De acordo com o trecho, quantos indivíduos compunham o “exército” que debandou, segundo o cálculo dos especialistas?

_TRECHO_
- - -

Ricardo Vélez Rodrigues, Estado de S. Paulo, 01.12.10
Como se pode chamar de “crime organizado” um bando de contraventores maltrapilhos fugindo atabalhoadamente de uma favela para outra depois que percebeu que a invasão da polícia não era com o “caveirão” do BOPE mas sim com blindados da Marinha? Afinal, um “exército” minimamente organizado e treinado não debandaria daquela forma humilhante. Os estudiosos do assunto têm insistido na fragilidade da organização criminosa.

“É um erro pensar nas facções como empresas com linhas hierárquicas organizadas. Elas se conectam fragilmente.”

Gláucio Soares, sociólogo, UPERJ, Valor, 29.11.10
Se isso é verdade como mostram as eloqüentes imagens divulgadas pela televisão, então a pergunta que não quer calar é: como é que se deixou a situação ficar da forma que ficou? Afinal, apesar da desorganização aparente, aquele “exército” mambembe de cerca de, segundo o cálculo dos especialistas, 600 indivíduos que vimos debandar não se formou de repente.

“Não se faz um exército do tamanho que foi visto na Vila Cruzeiro da noite para o dia. São necessários anos de letargia do poder oficial para que o poder paralelo finque suas raízes e expanda os seus domínios.”

- - -

_EXCERTOS DAS ENTRADAS_
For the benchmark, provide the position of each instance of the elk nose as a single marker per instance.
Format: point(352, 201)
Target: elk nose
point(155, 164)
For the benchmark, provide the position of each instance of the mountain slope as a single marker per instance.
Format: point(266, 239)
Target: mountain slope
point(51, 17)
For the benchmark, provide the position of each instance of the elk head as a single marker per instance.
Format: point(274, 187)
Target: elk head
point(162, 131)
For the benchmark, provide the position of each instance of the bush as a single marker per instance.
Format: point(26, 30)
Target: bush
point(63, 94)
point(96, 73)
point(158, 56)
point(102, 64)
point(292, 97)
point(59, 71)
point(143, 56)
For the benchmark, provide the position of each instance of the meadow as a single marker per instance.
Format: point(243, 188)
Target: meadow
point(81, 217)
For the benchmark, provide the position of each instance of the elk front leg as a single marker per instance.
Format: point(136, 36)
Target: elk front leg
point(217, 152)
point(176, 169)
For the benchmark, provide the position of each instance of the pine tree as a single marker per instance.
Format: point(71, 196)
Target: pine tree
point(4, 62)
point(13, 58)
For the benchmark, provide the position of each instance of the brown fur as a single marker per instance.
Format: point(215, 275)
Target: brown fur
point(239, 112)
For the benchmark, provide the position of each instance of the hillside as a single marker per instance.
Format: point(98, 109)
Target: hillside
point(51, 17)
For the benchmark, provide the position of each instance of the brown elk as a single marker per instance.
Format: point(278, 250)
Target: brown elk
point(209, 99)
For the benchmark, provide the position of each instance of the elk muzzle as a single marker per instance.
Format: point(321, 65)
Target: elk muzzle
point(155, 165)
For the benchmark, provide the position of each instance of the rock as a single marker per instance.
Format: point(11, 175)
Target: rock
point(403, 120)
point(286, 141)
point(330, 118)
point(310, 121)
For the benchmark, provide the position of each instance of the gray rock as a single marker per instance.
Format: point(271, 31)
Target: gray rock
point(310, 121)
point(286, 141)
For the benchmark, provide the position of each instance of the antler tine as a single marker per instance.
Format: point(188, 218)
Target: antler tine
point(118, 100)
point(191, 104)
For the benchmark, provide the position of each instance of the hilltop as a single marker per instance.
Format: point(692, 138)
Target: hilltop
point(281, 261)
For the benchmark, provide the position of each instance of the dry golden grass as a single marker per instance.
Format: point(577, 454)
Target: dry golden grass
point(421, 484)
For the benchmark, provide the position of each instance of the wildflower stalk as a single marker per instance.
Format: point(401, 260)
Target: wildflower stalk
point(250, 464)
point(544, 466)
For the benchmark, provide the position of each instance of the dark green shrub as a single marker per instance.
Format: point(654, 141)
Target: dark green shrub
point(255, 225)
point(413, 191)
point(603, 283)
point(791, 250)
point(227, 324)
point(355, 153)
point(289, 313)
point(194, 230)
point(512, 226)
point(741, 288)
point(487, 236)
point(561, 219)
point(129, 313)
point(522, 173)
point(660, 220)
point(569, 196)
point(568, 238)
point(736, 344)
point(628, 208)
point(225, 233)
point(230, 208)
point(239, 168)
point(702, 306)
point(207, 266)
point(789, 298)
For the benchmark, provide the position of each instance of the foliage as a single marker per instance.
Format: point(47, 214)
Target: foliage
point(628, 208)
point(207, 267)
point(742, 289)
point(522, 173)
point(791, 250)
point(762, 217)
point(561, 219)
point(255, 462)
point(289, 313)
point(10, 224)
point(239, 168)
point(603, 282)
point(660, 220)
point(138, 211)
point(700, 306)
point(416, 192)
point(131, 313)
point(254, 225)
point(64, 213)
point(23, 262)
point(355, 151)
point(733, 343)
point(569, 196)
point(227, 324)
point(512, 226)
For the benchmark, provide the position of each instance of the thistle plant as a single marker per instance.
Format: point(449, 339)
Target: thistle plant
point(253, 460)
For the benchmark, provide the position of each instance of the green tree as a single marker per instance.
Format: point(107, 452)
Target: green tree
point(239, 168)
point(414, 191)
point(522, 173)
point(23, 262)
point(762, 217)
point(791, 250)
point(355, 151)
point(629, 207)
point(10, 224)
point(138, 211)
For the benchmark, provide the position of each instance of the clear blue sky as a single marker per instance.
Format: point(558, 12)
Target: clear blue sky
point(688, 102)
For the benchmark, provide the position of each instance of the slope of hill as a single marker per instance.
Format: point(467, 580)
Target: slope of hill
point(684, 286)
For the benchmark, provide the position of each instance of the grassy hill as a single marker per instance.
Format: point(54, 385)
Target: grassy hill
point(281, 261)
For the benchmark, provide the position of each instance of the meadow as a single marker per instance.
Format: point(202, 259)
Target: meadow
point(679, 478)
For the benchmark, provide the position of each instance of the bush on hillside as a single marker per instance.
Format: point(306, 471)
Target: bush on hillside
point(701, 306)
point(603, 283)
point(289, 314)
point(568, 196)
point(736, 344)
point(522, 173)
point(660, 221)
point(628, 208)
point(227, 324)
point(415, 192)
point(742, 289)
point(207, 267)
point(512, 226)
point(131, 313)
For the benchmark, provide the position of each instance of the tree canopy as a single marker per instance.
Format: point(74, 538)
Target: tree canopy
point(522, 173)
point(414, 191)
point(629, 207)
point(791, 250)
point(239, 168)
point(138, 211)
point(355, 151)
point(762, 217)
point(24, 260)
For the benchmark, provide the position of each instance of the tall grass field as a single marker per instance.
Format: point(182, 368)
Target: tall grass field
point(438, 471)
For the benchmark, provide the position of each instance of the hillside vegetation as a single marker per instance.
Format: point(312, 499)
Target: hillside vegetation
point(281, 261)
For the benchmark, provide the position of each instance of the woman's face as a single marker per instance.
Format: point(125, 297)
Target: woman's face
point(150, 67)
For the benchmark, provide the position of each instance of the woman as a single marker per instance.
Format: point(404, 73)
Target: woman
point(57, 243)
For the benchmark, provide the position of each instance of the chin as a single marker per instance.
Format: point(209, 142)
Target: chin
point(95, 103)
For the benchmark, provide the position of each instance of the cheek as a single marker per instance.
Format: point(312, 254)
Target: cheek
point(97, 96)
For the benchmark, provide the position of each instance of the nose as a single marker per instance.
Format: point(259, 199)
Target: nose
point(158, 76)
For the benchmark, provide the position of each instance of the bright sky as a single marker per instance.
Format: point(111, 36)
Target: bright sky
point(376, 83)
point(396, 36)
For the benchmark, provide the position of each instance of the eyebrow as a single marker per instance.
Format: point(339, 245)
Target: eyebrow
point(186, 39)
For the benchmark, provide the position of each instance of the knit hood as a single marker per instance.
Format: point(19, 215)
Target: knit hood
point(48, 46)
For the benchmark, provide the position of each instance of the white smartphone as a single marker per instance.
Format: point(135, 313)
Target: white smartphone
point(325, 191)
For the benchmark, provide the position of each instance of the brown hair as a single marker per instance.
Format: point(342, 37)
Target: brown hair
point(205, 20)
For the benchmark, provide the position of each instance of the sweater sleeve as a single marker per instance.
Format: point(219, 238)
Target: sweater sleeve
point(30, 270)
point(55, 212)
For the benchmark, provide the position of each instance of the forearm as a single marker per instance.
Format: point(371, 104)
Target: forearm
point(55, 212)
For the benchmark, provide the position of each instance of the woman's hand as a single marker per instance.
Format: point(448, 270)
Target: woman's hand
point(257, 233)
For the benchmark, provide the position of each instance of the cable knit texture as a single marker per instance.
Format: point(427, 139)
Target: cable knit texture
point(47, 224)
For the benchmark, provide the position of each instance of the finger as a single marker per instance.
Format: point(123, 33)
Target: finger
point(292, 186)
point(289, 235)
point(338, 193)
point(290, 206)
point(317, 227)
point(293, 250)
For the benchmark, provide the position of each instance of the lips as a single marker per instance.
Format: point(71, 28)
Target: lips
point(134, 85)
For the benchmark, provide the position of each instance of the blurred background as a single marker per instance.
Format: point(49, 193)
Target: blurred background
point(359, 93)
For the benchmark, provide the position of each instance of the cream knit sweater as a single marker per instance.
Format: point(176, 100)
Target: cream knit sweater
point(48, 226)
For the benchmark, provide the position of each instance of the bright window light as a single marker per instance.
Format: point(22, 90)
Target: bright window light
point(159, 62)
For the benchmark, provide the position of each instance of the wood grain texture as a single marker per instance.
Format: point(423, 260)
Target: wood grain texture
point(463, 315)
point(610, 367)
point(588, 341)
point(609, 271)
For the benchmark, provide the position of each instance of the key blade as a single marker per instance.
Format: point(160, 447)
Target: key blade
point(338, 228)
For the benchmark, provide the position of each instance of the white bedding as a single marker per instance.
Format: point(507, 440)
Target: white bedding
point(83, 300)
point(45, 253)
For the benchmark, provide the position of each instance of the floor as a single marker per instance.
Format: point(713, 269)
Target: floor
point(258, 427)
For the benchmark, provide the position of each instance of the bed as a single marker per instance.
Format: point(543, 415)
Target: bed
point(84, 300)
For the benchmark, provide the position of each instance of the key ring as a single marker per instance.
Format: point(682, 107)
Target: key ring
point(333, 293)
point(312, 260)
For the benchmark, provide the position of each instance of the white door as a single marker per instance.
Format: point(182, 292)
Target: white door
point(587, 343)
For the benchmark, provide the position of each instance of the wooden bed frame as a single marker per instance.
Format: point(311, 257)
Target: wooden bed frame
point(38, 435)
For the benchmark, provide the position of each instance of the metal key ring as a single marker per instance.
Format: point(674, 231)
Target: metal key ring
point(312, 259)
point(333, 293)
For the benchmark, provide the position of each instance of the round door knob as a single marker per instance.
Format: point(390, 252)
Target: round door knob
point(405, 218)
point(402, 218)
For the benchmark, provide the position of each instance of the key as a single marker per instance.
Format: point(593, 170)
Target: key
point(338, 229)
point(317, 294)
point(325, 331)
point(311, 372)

- - -

_RESPOSTA ESPERADA_
Cerca de 600 indivíduos.